» **Data provided**:
↓

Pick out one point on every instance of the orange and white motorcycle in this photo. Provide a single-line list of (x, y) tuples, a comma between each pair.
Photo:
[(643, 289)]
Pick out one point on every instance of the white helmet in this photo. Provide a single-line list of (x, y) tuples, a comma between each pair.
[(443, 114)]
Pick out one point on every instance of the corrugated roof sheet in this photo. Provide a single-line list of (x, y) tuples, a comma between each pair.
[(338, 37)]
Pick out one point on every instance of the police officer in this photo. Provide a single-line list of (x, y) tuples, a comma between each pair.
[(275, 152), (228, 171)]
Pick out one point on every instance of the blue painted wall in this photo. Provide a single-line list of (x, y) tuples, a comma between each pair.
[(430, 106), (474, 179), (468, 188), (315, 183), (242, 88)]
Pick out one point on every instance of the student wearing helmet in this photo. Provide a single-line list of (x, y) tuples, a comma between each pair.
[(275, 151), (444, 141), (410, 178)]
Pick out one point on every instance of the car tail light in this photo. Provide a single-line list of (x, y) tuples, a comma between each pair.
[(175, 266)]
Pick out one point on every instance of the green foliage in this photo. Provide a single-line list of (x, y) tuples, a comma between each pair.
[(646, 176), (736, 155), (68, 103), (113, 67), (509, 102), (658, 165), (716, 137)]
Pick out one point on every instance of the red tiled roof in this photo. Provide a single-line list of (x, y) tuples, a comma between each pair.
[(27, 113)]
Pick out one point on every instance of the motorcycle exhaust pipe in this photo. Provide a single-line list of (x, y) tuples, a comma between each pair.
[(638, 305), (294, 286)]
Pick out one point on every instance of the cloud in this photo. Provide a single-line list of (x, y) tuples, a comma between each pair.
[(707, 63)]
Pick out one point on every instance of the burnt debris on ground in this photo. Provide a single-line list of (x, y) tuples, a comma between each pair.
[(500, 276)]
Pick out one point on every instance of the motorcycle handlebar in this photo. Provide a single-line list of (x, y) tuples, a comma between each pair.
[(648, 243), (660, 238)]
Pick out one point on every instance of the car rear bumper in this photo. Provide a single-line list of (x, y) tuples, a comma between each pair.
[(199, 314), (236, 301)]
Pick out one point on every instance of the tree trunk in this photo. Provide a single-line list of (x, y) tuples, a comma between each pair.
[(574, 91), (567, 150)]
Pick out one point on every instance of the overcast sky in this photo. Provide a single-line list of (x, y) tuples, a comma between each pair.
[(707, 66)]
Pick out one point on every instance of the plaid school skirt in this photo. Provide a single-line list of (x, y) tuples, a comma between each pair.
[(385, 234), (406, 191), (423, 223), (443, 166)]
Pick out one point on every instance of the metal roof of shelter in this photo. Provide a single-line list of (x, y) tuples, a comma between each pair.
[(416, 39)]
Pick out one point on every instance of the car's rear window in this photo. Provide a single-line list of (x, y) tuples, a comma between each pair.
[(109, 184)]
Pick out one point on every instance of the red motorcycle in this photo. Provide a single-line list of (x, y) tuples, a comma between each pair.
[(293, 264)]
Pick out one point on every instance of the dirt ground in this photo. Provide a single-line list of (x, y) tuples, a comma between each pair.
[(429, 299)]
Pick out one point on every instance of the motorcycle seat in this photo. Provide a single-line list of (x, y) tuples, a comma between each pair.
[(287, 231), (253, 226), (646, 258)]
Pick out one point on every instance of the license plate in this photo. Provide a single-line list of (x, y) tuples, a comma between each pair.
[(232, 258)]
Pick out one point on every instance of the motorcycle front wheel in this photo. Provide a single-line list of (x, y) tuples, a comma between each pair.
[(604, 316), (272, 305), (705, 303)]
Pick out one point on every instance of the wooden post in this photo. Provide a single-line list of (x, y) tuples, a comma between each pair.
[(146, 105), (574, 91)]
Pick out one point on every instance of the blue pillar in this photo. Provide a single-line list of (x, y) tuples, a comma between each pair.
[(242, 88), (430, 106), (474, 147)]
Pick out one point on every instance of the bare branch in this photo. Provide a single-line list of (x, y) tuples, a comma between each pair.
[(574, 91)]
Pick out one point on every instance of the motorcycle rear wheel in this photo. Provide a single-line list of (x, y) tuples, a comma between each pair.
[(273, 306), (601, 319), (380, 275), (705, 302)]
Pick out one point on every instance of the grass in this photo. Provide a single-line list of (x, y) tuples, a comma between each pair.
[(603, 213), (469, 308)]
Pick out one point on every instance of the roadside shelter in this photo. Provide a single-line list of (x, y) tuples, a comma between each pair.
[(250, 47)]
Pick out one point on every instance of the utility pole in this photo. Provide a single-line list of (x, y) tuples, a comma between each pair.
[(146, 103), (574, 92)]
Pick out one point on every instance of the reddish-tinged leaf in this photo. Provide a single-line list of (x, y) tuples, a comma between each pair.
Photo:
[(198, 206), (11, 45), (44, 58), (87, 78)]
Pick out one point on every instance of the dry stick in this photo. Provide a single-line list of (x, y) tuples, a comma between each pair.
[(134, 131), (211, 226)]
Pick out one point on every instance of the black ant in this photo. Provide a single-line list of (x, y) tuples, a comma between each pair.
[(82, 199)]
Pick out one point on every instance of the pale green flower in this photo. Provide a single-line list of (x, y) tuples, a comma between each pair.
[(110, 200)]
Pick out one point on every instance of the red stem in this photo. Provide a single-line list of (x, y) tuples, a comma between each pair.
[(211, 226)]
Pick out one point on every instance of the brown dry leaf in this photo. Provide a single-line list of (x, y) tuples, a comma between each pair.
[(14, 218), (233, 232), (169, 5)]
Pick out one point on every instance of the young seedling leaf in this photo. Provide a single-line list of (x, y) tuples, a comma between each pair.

↑

» **What you need to do**:
Put every line of the entries above into a numbered list, leaving out any blank lines.

» **Solution**:
1. Pick out one point on every instance of the orange and white motorcycle in this photo. Provide a single-line list of (x, y) tuples, a comma between each pair.
2. Photo:
3. [(643, 289)]
4. Pick out one point on every instance of the white helmet in this photo. Provide a single-line list of (x, y) tuples, a comma between each pair.
5. [(443, 114)]
6. Pick out one point on every instance of the corrugated roof sheet in this photo. Provide a single-line list of (x, y) tuples, a comma between each pair.
7. [(338, 37)]
8. Pick out one point on every instance of the police officer in this photo. Provide a single-line list of (x, y) tuples, a comma between each pair.
9. [(275, 152), (228, 171)]
10. Pick out one point on every instance of the blue painted wall in this photo. Provide a single-line list of (x, y) tuples, a comma between each pair.
11. [(430, 106), (474, 179), (468, 188), (315, 183), (242, 88)]
12. Pick out one point on every instance of the student wearing helmet in this photo. Provide a single-line list of (x, y) tuples, a comma between each pair.
13. [(275, 151), (444, 141), (410, 178)]
14. Pick out one point on every instance of the car tail light in this photo. Provide a single-line list of (x, y) tuples, a comma between each pair.
15. [(175, 266)]
16. Pick out one point on every instance of the green foliage in this photo. Provide a single-line list of (x, y) tuples, a comma between each pair.
17. [(646, 176), (736, 155), (68, 103), (113, 67), (509, 102), (658, 165), (716, 137)]
18. Pick out one point on every instance of the red tiled roof in this photo. Provide a single-line list of (x, y) tuples, a comma between each pair.
19. [(27, 113)]
20. Pick out one point on every instance of the motorcycle exhaust pipe in this photo. Provide a single-line list of (x, y) tuples, a comma between each pair.
21. [(638, 305), (294, 286)]
22. Pick out one point on every instance of the cloud in this photo. Provide a single-line list of (x, y) tuples, a comma between each pair.
23. [(707, 63)]
24. Pick out one point on every instance of the burnt debris on ground in this photo. Provide a single-line list of (x, y) tuples, a comma between each pair.
25. [(500, 276)]
26. Pick out one point on every instance of the motorcycle handlebar in this photo. Provide a single-line list of (x, y) tuples, a comma between each pair.
27. [(648, 243), (660, 238)]
28. Pick out one point on every instance of the car rear bumper in this photo. Provide a single-line list of (x, y) tuples, a comma between each pair.
29. [(199, 314), (236, 301)]
30. Pick out one point on every instance of the tree trunk in this photo. Provide a single-line list of (x, y) tuples, a comma between each pair.
31. [(574, 91), (567, 150)]
32. Pick out one point on every instance of the overcast sky in this photo. Provide a single-line list of (x, y) tuples, a comma between each pair.
33. [(707, 66)]
34. Pick out one point on every instance of the plaid school skirt in this photo. Provide a single-line list of (x, y) tuples, a comma between each pair.
35. [(385, 234), (406, 191), (423, 223), (443, 166)]
36. Pick out one point on every instance of the metal roof of shelter in this photo. Provide a single-line list of (x, y) tuples, a comma between each pair.
37. [(416, 39)]
38. Pick out one point on every instance of the car's rear window in this photo. Provide a single-line list of (x, y) tuples, a comma between each pair.
39. [(109, 184)]
40. Pick out one point on every instance of the red motorcycle in this photo. Provide a single-line list of (x, y) tuples, a comma between each pair.
41. [(293, 264)]
42. Pick out one point on every instance of the dirt ground in this photo. Provide a single-line list of (x, y) tuples, a comma between each pair.
43. [(429, 299)]
44. Pick out one point on every instance of the motorcycle seat in this photo. Provide a single-line list of (x, y) tuples, a comma between each pair.
45. [(287, 231), (253, 226), (646, 258)]
46. Pick out one point on every instance of the license plate in this photo. Provide a single-line list of (x, y) tuples, a comma between each pair.
47. [(232, 258)]
48. Pick out one point on every instance of the motorcycle front wheel in this photo. Provide a single-line list of (x, y) tuples, a comma between each pair.
49. [(604, 316), (272, 305), (705, 303)]
50. Pick out one point on every instance of the wooden post in this photo. Provide a single-line list of (x, y) tuples, a comma between each pair.
51. [(146, 105), (574, 91)]
52. Pick out one point on every instance of the blue pillar in this photo. Provide a single-line list of (x, y) tuples, a comma between each pair.
53. [(242, 88), (430, 106), (474, 147)]
54. Pick out one point on every instance of the bare branch in this photo. Provide a single-line list of (x, y) tuples, a comma between each pair.
55. [(574, 91)]
56. Pick out one point on every instance of the motorcycle rear wheel in this photo. Provide a single-line list of (x, y) tuples, a comma between each pair.
57. [(273, 306), (601, 319), (380, 275), (705, 302)]
58. Pick out one point on every instance of the grass in this photo. Provide a single-line list of (x, y) tuples, a comma between each pair.
59. [(603, 213), (469, 308)]
60. Pick out one point on every instance of the roadside shelter in this photo. Provide a single-line list of (x, y) tuples, a comma between each pair.
61. [(250, 47)]
62. Pick out one point on every instance of the utility pole in this photo. Provide a single-line list of (x, y) tuples, a comma between each pair.
63. [(146, 103), (574, 92)]
64. Pick out one point on every instance of the reddish-tinged leaf in this photo. Provide a single-line list of (x, y) tuples, a comma between each pair.
65. Photo:
66. [(198, 206), (11, 45), (44, 58), (87, 78)]
67. Pick out one point on every instance of the dry stick in this photo. Provide a single-line list of (x, y) tuples, a comma between each pair.
68. [(134, 131), (211, 226)]
69. Pick out one point on every instance of the black ant in this photo. Provide a single-line list of (x, y) tuples, a comma between each pair.
70. [(82, 199)]
71. Pick out one point on every instance of the pale green flower in this photo. Provide a single-line list of (x, y) tuples, a comma between each pair.
72. [(110, 200)]
73. Pick out one point on every instance of the red stem in this photo. Provide a single-line list of (x, y) tuples, a comma between each pair.
74. [(211, 226)]
75. Pick out one point on every instance of the brown dry leaf in this photo. Provide a single-line list of (x, y) tuples, a comma between each pair.
76. [(14, 218), (233, 232), (169, 5)]
77. Pick out one point on every instance of the young seedling leaf in this photo. Provide a single-line list of (x, y) tuples, a comma between each pair.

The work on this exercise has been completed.